Dataset records:
★ ★ ★ ★

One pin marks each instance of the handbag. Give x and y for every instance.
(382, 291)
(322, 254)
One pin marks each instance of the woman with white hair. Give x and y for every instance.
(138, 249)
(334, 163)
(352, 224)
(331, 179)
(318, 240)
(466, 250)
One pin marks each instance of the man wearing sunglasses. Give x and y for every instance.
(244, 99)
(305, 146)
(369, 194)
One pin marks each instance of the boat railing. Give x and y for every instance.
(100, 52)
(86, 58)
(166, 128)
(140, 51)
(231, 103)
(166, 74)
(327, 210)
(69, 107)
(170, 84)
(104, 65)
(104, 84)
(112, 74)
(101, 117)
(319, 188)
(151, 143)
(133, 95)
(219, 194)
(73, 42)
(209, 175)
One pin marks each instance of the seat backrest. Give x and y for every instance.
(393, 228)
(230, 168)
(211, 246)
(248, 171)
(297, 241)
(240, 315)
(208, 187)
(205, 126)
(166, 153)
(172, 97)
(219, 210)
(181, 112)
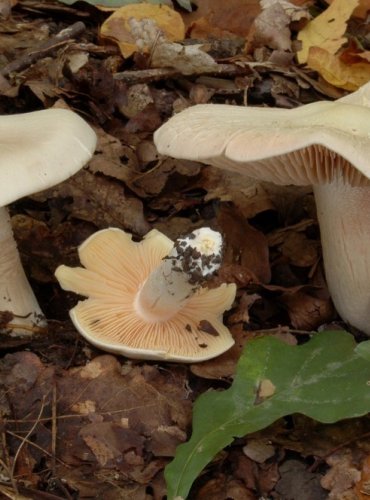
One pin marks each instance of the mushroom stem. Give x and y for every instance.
(16, 294)
(193, 260)
(344, 216)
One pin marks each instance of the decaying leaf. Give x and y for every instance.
(324, 379)
(326, 30)
(346, 76)
(137, 28)
(272, 27)
(218, 19)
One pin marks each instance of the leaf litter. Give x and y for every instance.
(76, 423)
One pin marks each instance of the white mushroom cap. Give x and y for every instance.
(37, 151)
(277, 145)
(41, 149)
(115, 269)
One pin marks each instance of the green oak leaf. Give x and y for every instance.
(325, 379)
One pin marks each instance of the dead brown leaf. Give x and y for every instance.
(244, 245)
(97, 199)
(216, 18)
(307, 312)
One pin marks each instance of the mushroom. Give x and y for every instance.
(37, 151)
(145, 299)
(324, 144)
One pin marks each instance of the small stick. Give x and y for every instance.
(45, 49)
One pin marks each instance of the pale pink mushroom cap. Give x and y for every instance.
(326, 144)
(115, 268)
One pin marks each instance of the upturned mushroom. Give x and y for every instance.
(37, 151)
(145, 299)
(326, 144)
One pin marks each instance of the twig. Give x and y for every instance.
(23, 442)
(45, 49)
(34, 445)
(146, 75)
(54, 428)
(245, 68)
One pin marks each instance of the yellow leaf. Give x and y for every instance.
(137, 27)
(336, 72)
(326, 30)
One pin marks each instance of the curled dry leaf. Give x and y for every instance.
(272, 27)
(307, 312)
(218, 19)
(138, 27)
(335, 71)
(100, 200)
(326, 30)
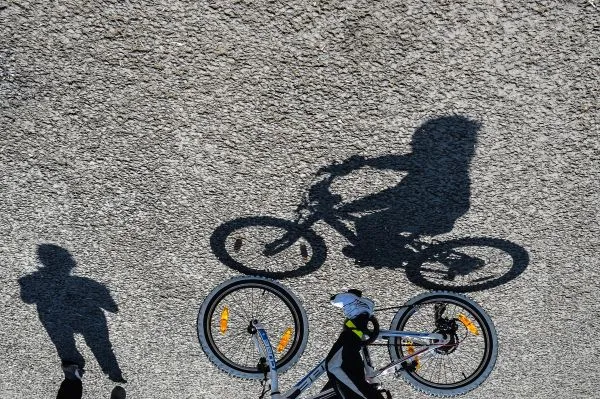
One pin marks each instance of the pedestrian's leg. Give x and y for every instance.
(98, 341)
(71, 387)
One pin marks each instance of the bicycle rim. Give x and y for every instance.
(226, 331)
(457, 368)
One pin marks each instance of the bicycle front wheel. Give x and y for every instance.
(225, 316)
(464, 362)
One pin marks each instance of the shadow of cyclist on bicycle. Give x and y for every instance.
(427, 201)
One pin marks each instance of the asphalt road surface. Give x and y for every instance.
(130, 132)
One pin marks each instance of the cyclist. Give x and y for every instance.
(344, 364)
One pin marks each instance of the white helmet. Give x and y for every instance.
(353, 304)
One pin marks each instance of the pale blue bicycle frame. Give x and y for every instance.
(429, 341)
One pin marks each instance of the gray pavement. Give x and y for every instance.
(129, 132)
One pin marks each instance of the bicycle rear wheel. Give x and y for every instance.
(460, 366)
(227, 312)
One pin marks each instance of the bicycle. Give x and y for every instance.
(431, 336)
(279, 248)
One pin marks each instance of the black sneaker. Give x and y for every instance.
(72, 370)
(118, 393)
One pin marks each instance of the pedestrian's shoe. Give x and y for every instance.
(118, 393)
(72, 371)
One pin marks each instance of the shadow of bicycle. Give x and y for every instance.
(390, 228)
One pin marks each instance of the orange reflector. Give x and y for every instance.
(410, 350)
(468, 323)
(304, 252)
(224, 319)
(285, 339)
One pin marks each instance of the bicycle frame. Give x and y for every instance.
(430, 341)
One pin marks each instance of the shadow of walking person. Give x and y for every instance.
(67, 305)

★ ★ ★ ★

• **Stated exercise**
Print every one of the rows above word for word, leaving out the pictures.

• **Task answer**
One pin marks each instance of the handbag. Give x and y for every instance.
(382, 291)
(322, 254)
One pin marks each instance of the woman with white hair. Give x and y for every instance.
(138, 249)
(334, 163)
(352, 224)
(331, 179)
(318, 240)
(466, 250)
One pin marks each instance of the man wearing sunglasses. Give x and y for every instance.
(244, 99)
(305, 146)
(369, 194)
One pin marks each instance of the boat railing. Give x and y for every instance.
(100, 52)
(86, 58)
(166, 128)
(140, 51)
(231, 103)
(166, 74)
(327, 210)
(69, 107)
(170, 84)
(104, 65)
(104, 84)
(112, 74)
(101, 117)
(319, 188)
(151, 143)
(133, 95)
(219, 194)
(73, 42)
(209, 175)
One pin marks each instance of the seat backrest. Give x and y for every instance.
(393, 228)
(230, 168)
(211, 246)
(248, 171)
(297, 241)
(240, 315)
(208, 187)
(205, 126)
(166, 153)
(172, 97)
(219, 210)
(181, 112)
One pin marks each instance of the mushroom stem. Give x and y for every instance.
(16, 294)
(193, 260)
(344, 216)
One pin marks each instance of the decaying leaf. Give x and y for every instance.
(324, 379)
(326, 30)
(346, 76)
(137, 28)
(272, 27)
(218, 19)
One pin marks each instance of the leaf litter. Give x and y for every instance.
(76, 423)
One pin marks each instance of the white mushroom cap. Give x and y for every instance.
(37, 151)
(277, 145)
(41, 149)
(115, 269)
One pin marks each instance of the green oak leaf. Give x and y for every instance.
(325, 379)
One pin marks each instance of the dead brown leaf. Give x and y for every instance.
(244, 245)
(97, 199)
(216, 18)
(307, 312)
One pin marks each instance of the mushroom. Give x and y for every instance.
(37, 151)
(145, 299)
(324, 144)
One pin marks each instance of the small stick. Give x and y for every instance.
(45, 49)
One pin marks each instance of the pale pink mushroom cap. Give x and y for every instance.
(326, 144)
(115, 268)
One pin marks each instance of the upturned mushroom. Give x and y for every instance.
(37, 151)
(145, 299)
(326, 144)
One pin marks each instance of the twig. Give x and y for every instance.
(23, 442)
(45, 49)
(34, 445)
(146, 75)
(54, 428)
(245, 68)
One pin marks each instance of the yellow leaf. Give x and y for every instance.
(137, 27)
(336, 72)
(326, 30)
One pin marks each instance of the curled dry leaf. Give x and y for every instance.
(272, 27)
(307, 312)
(218, 19)
(138, 27)
(335, 71)
(100, 200)
(326, 30)
One pin marks each instance of the pedestrian's leg. Give x and y for every instance.
(98, 341)
(71, 387)
One pin marks each instance of the bicycle rim. Give x and y for every instance.
(226, 331)
(457, 368)
One pin marks each instance of the bicycle front wheel. Give x and y for every instance.
(225, 316)
(464, 362)
One pin marks each instance of the shadow of cyclist on bicycle. Give x and y for every instance.
(427, 201)
One pin marks each instance of the asphalt road surface. Give x and y for every instance.
(130, 132)
One pin marks each instance of the cyclist. Give x and y for every instance.
(344, 364)
One pin marks each instance of the white helmet. Give x and y for every instance.
(353, 304)
One pin marks each instance of the pale blue bicycle frame. Give x and y for every instance.
(429, 341)
One pin marks each instance of the gray pavement. Give x and y for every instance.
(129, 132)
One pin marks each instance of the bicycle rear wheel. Give x and y for every instance.
(460, 366)
(227, 312)
One pin marks each instance of the bicycle. Give x and y for every instance.
(431, 336)
(279, 248)
One pin marks each instance of the black sneaker. Give x and y for every instance.
(72, 370)
(118, 393)
One pin marks each instance of the pedestrian's shoe. Give x and y for every instance.
(118, 393)
(72, 371)
One pin marks each instance of the shadow of bicycle. Give x and y for every instance.
(390, 228)
One pin marks each instance of the orange reflector. Give x and y for every instance.
(410, 350)
(468, 323)
(304, 252)
(224, 319)
(285, 339)
One pin marks each instance of the bicycle frame. Give x and y for every instance.
(430, 341)
One pin marks each instance of the shadow of walking person. Give x and y for every instance.
(67, 305)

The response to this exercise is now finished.